**WHAT NEEDS TO BE DONE**
Switch every "photo" in the entries below to "image" and write all the lines out again, changing nothing else. Leave the pictures out.

**RECORDS PROVIDED**
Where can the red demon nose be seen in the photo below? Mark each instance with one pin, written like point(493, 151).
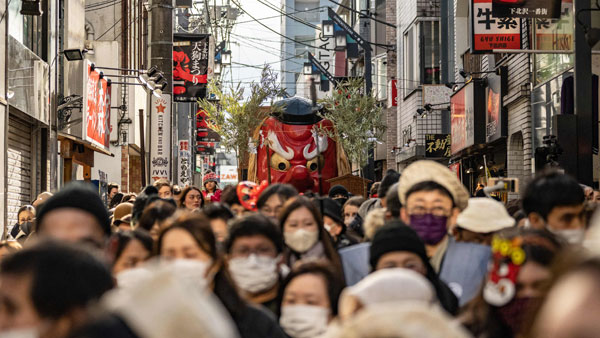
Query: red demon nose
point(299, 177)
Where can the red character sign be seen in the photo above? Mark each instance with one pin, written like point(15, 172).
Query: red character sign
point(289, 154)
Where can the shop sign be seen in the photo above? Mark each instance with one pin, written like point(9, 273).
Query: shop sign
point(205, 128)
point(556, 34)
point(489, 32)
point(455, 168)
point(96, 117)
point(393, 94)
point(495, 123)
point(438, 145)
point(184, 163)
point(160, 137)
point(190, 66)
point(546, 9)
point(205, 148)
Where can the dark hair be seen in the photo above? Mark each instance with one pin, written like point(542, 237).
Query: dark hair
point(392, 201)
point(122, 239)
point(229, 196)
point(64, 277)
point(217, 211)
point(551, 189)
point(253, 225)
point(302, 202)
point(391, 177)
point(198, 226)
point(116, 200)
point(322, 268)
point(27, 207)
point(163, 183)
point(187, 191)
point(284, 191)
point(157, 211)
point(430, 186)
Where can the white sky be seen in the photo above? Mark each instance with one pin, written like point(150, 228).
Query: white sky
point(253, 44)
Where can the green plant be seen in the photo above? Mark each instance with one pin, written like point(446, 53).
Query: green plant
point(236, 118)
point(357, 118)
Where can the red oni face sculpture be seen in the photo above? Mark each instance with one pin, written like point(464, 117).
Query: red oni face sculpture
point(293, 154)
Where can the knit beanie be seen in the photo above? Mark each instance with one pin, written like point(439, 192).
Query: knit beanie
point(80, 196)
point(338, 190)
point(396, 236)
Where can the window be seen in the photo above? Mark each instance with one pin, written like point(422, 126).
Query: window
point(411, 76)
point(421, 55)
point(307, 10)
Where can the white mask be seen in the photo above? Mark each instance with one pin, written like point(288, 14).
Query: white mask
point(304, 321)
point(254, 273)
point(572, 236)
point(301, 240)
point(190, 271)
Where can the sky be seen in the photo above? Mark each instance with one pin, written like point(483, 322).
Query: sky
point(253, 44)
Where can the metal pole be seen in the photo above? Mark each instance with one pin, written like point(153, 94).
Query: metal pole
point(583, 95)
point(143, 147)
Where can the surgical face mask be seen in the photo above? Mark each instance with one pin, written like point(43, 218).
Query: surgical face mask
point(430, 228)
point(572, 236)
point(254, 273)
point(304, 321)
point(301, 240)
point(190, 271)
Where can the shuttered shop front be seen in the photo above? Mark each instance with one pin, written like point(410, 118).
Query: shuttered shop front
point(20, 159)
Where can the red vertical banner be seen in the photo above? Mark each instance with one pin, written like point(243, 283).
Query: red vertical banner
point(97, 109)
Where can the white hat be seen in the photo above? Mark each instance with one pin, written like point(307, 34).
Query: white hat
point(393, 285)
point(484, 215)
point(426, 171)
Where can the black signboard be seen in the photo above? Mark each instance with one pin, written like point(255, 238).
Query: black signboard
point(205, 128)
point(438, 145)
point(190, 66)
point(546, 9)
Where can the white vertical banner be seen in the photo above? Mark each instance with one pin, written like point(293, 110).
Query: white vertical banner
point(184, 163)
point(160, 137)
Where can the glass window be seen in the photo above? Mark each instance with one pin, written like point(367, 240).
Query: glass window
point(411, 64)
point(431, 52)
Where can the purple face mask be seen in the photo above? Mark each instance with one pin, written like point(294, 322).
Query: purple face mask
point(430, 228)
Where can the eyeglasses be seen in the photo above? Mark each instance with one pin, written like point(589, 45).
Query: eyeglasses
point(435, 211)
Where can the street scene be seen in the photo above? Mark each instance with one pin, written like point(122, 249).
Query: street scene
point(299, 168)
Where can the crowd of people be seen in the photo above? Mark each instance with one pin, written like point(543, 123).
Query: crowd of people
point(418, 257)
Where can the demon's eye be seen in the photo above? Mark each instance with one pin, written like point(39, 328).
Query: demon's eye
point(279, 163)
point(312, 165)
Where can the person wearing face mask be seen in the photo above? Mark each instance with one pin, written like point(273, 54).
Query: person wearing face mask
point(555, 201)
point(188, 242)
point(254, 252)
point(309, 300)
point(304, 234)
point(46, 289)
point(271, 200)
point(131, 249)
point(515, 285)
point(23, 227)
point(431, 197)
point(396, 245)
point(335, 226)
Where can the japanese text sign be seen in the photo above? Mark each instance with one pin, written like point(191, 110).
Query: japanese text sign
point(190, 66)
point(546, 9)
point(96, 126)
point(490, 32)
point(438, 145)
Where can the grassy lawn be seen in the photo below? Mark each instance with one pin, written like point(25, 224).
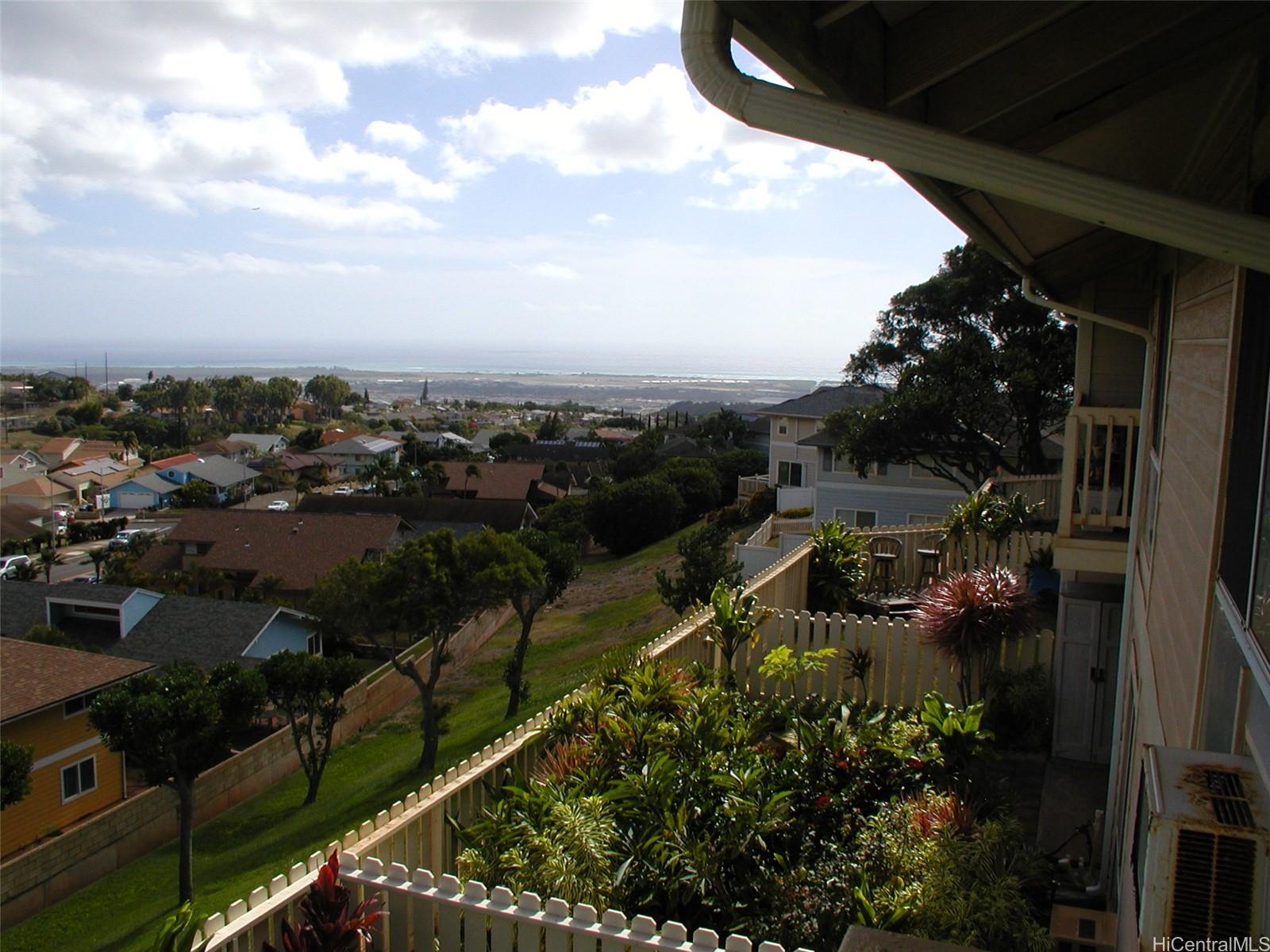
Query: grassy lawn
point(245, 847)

**CORRECT ANSWER**
Where can the red demon nose be seen in the image below? Mark each instance with one pin, written like point(493, 151).
Query: red demon nose
point(299, 177)
Where can the red character sign be seen in the image above? Mark each instance with one pin, written like point(15, 172).
Query: red character sign
point(289, 154)
Where can the shop sign be seen in the image above? Mark each instance with one pin, written like point(9, 273).
Query: shop sign
point(205, 128)
point(556, 34)
point(489, 32)
point(455, 168)
point(96, 117)
point(393, 94)
point(495, 123)
point(438, 145)
point(184, 163)
point(160, 137)
point(190, 66)
point(546, 9)
point(205, 148)
Where can the dark hair be seen in the image above? Mark each instance with one pin, written like point(542, 237).
Query: dark hair
point(392, 201)
point(122, 239)
point(229, 196)
point(64, 277)
point(217, 211)
point(551, 189)
point(253, 225)
point(302, 202)
point(391, 177)
point(198, 226)
point(116, 200)
point(322, 268)
point(27, 207)
point(163, 183)
point(187, 191)
point(284, 191)
point(157, 211)
point(430, 186)
Where can the white sky be seen in the image above? Mark each instance with one pin, written like point(150, 228).
Query: white sky
point(253, 44)
Where can the green plant be seen in the image above? Mark each instance with one pin, written like point(446, 53).
Query: green plant
point(236, 118)
point(357, 118)
Where can the red oni face sculpture be seen in the image above? Mark each instance with one pin, written like point(464, 117).
Query: red oni face sculpture
point(293, 154)
Where can the knit beanie be seen in the image above? Mark each instance with one pin, written like point(439, 192).
Query: knit beanie
point(80, 196)
point(338, 190)
point(396, 236)
Where can the window be seen in the image above? Mark each instance with one pin, written like point(422, 126).
Query: window
point(411, 76)
point(421, 55)
point(307, 10)
Where can the white mask be seen in the image above? Mark each instance with one pin, written like point(288, 14).
Query: white mask
point(304, 321)
point(254, 273)
point(572, 236)
point(301, 240)
point(190, 271)
Where can the sky be seen in the image above? Mark each instance with one pin, written like point(483, 322).
Query: sky
point(253, 44)
Where can the metal pole be seen in the image above? Mark each instance with one pin, written like point(153, 94).
Query: metal pole
point(583, 95)
point(143, 147)
Where can the surgical face mask be seen in the image above? Mark each instance with one pin, written like point(43, 218).
Query: surgical face mask
point(430, 228)
point(572, 236)
point(254, 273)
point(304, 321)
point(301, 240)
point(190, 271)
Where can the shuttered shop front be seen in the image above? Mark each instance with one pin, written like point(410, 118).
Query: shuttered shop front
point(20, 159)
Where can the red vertical banner be seen in the image above? Mark each instance with one pin, written like point(243, 283).
Query: red vertical banner
point(97, 109)
Where can the white hat be seen in the image above? Mark each instance with one pin, written like point(307, 34).
Query: white hat
point(393, 285)
point(484, 215)
point(426, 171)
Where can the black signboard be seen in the image above? Mark each instance with one pin, written like point(255, 238).
Query: black signboard
point(205, 128)
point(438, 145)
point(190, 66)
point(546, 9)
Where can the white vertical banner be seen in the image above? Mark each instance with one pin, written like point(293, 110).
Query: white vertical banner
point(184, 163)
point(160, 137)
Where can the glass window be seen in the image above? Mark each instance with one pin, written like point(367, 240).
Query: glass window
point(411, 64)
point(431, 52)
Where can the purple face mask be seen in the image above? Mark each instance with one pin, written like point(294, 322).
Query: purple face mask
point(430, 228)
Where can the eyeglasses be seen in the image above? Mark each instance with one pin, written like point(589, 45).
Query: eyeglasses
point(435, 211)
Where can the street scene be seen in the image above? Mark each instance with one pin, written like point(122, 249).
Query: street scene
point(299, 168)
Where can the crowd of people be seen in the image above? Mark each instance with one pin, written like point(543, 123).
Query: crowd of people
point(418, 257)
Where can the demon's eye be seen in the image above? Mark each instance with one pin, written like point(39, 328).
Query: demon's eye
point(279, 163)
point(312, 165)
Where can the person wearing face mask be seen in the image above? Mark each instance with one pin, written like point(273, 54).
Query: person wearing face mask
point(555, 201)
point(188, 242)
point(254, 252)
point(309, 300)
point(304, 234)
point(46, 289)
point(271, 200)
point(131, 249)
point(515, 285)
point(23, 227)
point(431, 197)
point(396, 245)
point(335, 226)
Where can the japanese text sign be seen in the image above? Mark each instance with one pin, written like point(191, 110).
Query: japanese text sign
point(190, 66)
point(546, 9)
point(96, 126)
point(490, 32)
point(438, 145)
Where can the grassy lawn be seen in the image below? Mark each instance with one pin, written like point(25, 224).
Query: grassy lawn
point(245, 847)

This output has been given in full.